-- Zitierter Abschnitt --
Rechnung, Rente, «Renovate»

Auf dem Programm des Zürcher Gemeinderats standen die Jahresrechnung 2022 und der Geschäftsbericht der Asyl-Organisation Zürich, aber auch ein Pilotprojekt für kommunale Zuschüsse, die dafür sorgen sollen, dass AHV-Rentner:innen nicht aus finanziellen Gründen frühzeitig in ein Heim müssen.

Zu Beginn der Sitzung des Zürcher Gemeinderats vom Mittwochabend verlas Tanja Maag (AL) eine Erklärung ihrer Fraktion zum Polizeieinsatz am feministischen Streiktag (siehe auch Seite 10 dieser Ausgabe), genauer um die Reaktion der Polizei auf die Besetzung des Paradeplatzes am Mittag des 14. Junis. Die Polizei habe «äusserst rabiat» reagiert. Die AL fordere «einerseits eine unabhängige Strafuntersuchung gegen die beteiligten Polizist:innen, andererseits muss die Führung der Stadtpolizei zur Rechenschaft gezogen werden». Zudem forderte die AL «eine Suspendierung der Einsatzleitung und des Kommandos der Stadtpolizei, bis die Vorfälle aufgearbeitet sind». Sicherheitsvorsteherin Karin Rykart reagierte nicht auf die Aufforderung von sowohl Yasmine Bourgeois (FDP) als auch Samuel Balsiger (SVP), zum Vorfall Stellung zu nehmen. Das ärgerte die Bürgerlichen. Eine ausführliche Stellungnahme ist jedoch bereits bestellt – AL, SP und Grüne reichten am Mittwoch eine entsprechende dringliche schriftliche Anfrage ein.

Steuern senken?

Der Geschäftsbericht 2022 der Asylorganisation Zürich (AOZ) und die Genehmingung der Jahresrechnung 2022 behandelte der Rat gemeinsam. Kommissionssprecherin Sanija Ameti (GLP) sprach von einem «herausfordernden Jahr» für die AOZ, einerseits wegen der vielen Menschen, die aus der Ukraine hierhin flüchteten, andererseits wegen der rekordhohen Zahl unbegleiteter Minderjähriger (MNA). Die AOZ befinde sich in einer «umfassenden Transformationsphase». Vor einem Jahr hatte sie zum gleichen Thema angemerkt, es mangle dem Bericht an (Selbst-)Kritik, er sei «mehr eine Imagebroschüre» (vgl. P.S. vom 24. Juni 2022). Dieses Mal sprach Sanija Ameti von einer «wesentlichen Verbesserung gegenüber dem letzten Mal». Mit 105 gegen 14 Stimmen (der SVP) genehmigte der Rat den Geschäftsbericht 2022 der AOZ.

-- Aufgabe 1 --
Schreibe aus dem Sitzungsbericht die Stelle ab, die mit den Worten „Steuern senken?“ beginnt und mit „2022 der AOZ.“ endet.
Der Sitzungsbericht und die Zeilen hängen inhaltlich nicht zusammen.

-- Datenteil --
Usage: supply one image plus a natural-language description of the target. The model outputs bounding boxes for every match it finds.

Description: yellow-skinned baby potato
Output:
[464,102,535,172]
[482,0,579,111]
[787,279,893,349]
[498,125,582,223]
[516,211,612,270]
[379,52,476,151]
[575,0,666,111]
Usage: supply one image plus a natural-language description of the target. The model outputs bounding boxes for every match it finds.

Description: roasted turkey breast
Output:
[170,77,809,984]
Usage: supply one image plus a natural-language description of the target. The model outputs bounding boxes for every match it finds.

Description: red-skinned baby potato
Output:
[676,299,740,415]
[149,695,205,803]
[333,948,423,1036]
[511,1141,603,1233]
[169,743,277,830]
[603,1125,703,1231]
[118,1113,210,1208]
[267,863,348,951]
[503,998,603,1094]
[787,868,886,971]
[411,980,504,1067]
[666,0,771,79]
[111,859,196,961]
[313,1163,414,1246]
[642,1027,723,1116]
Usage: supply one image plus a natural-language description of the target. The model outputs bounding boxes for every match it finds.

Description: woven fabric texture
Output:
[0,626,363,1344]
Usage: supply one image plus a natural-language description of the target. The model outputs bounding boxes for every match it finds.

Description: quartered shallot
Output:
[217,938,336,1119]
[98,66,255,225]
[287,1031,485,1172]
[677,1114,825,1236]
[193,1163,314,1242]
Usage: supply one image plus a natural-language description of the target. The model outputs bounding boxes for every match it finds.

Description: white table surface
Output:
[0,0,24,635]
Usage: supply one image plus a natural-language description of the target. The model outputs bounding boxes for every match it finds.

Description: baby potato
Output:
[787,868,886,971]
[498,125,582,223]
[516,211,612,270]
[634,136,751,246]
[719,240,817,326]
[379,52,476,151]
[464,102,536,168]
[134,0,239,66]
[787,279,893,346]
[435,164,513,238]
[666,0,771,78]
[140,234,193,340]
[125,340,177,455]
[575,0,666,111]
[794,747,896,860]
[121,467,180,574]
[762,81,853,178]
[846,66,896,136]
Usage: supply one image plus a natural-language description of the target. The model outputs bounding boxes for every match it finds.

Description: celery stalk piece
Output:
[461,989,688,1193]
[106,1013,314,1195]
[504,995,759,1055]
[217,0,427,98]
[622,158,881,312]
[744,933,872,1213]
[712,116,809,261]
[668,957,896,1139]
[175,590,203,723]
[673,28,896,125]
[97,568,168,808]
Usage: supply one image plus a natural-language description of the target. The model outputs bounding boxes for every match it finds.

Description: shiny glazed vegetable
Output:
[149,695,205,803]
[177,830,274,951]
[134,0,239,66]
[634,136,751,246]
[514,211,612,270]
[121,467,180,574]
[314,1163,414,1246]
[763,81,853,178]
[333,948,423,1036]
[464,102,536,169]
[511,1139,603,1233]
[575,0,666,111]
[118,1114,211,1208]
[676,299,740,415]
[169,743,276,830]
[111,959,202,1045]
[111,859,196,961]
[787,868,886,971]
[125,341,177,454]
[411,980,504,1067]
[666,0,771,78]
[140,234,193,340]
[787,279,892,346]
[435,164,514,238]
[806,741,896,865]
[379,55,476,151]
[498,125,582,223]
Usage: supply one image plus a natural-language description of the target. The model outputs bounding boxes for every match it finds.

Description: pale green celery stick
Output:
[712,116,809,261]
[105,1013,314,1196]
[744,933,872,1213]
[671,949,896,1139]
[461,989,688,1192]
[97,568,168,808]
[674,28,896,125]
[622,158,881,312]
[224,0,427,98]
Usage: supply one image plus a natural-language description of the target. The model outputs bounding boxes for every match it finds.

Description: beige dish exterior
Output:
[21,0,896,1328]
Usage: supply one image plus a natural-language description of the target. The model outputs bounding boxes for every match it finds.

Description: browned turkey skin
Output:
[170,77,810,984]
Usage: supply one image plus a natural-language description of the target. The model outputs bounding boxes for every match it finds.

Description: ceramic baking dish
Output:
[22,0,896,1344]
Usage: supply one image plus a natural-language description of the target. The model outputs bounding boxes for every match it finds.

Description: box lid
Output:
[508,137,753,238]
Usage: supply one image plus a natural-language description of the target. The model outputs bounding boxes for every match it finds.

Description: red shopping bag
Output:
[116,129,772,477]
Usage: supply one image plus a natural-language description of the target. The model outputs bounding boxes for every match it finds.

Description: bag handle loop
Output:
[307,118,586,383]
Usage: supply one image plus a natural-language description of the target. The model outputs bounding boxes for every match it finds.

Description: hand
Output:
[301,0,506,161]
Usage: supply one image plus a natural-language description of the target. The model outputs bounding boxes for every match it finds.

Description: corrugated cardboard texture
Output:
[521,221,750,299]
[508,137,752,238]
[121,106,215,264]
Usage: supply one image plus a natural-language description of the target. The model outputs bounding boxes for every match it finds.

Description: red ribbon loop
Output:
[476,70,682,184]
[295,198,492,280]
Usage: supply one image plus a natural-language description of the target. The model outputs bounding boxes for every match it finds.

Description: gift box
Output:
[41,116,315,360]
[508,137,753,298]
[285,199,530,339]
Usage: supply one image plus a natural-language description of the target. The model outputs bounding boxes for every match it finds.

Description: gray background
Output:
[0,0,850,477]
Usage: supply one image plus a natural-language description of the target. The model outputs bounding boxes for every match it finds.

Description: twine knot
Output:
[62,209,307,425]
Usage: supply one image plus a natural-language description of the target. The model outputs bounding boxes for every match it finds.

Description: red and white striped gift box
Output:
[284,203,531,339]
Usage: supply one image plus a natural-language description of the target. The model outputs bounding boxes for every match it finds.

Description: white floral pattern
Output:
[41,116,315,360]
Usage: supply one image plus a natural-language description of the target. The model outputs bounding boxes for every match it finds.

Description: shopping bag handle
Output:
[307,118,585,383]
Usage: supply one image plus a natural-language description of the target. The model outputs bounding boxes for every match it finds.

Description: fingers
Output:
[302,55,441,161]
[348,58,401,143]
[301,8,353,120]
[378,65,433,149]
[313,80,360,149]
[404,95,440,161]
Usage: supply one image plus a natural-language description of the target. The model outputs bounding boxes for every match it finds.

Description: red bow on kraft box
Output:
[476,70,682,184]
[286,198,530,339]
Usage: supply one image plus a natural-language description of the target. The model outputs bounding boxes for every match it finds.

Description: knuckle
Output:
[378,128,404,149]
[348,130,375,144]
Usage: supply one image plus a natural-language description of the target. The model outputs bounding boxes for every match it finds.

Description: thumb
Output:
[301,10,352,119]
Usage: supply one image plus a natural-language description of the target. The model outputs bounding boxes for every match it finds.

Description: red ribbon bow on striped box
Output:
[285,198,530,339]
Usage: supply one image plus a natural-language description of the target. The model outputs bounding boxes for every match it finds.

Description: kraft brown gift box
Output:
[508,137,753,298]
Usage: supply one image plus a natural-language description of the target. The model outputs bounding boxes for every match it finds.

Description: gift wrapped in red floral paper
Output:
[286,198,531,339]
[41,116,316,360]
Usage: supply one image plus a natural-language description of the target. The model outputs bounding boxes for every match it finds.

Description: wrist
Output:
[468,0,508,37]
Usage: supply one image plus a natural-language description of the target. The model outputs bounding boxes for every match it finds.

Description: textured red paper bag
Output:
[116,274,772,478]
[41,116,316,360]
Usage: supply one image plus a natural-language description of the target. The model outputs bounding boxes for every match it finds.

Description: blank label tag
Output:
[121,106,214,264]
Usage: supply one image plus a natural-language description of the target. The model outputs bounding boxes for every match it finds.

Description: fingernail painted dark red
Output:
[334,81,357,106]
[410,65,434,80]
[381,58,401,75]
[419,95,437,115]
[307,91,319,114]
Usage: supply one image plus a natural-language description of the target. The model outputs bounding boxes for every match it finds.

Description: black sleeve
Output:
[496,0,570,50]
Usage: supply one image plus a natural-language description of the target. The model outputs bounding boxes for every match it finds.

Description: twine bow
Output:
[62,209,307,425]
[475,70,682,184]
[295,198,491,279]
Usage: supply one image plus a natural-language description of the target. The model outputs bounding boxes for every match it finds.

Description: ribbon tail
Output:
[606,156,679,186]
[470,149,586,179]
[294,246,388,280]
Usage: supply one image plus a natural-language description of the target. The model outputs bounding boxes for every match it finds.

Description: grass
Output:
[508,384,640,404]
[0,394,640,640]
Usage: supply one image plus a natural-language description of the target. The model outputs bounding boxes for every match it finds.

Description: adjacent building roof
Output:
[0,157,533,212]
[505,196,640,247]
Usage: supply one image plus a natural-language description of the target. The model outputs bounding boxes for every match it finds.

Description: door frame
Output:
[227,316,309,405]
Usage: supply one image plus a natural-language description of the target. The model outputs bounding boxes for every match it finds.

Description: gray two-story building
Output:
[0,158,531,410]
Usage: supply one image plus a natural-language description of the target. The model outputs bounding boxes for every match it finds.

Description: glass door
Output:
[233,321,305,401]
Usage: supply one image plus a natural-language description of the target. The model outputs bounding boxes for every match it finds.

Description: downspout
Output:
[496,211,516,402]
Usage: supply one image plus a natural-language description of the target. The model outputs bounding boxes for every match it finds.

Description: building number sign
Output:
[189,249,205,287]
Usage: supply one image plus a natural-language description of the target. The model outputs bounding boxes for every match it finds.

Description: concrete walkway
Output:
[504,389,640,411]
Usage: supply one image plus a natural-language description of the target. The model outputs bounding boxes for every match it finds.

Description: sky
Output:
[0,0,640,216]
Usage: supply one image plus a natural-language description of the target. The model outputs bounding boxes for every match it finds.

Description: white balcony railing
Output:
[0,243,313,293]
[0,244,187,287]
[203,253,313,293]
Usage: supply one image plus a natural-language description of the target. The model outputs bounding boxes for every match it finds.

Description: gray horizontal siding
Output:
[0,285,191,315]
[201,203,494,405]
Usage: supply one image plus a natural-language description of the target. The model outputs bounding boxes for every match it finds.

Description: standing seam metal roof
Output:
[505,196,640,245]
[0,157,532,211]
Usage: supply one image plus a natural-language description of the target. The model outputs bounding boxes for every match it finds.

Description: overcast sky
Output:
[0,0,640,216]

-- Aufgabe 2 --
Extrahiere jede Zeile, in der die Zeichenfolge „turkey“ vorkommt, und achte dabei auf Groß- und Kleinschreibung.

-- Lösung 1 --
Steuern senken?

Der Geschäftsbericht 2022 der Asylorganisation Zürich (AOZ) und die Genehmingung der Jahresrechnung 2022 behandelte der Rat gemeinsam. Kommissionssprecherin Sanija Ameti (GLP) sprach von einem «herausfordernden Jahr» für die AOZ, einerseits wegen der vielen Menschen, die aus der Ukraine hierhin flüchteten, andererseits wegen der rekordhohen Zahl unbegleiteter Minderjähriger (MNA). Die AOZ befinde sich in einer «umfassenden Transformationsphase». Vor einem Jahr hatte sie zum gleichen Thema angemerkt, es mangle dem Bericht an (Selbst-)Kritik, er sei «mehr eine Imagebroschüre» (vgl. P.S. vom 24. Juni 2022). Dieses Mal sprach Sanija Ameti von einer «wesentlichen Verbesserung gegenüber dem letzten Mal». Mit 105 gegen 14 Stimmen (der SVP) genehmigte der Rat den Geschäftsbericht 2022 der AOZ.

-- Lösung 2 --
Description: roasted turkey breast
Description: browned turkey skin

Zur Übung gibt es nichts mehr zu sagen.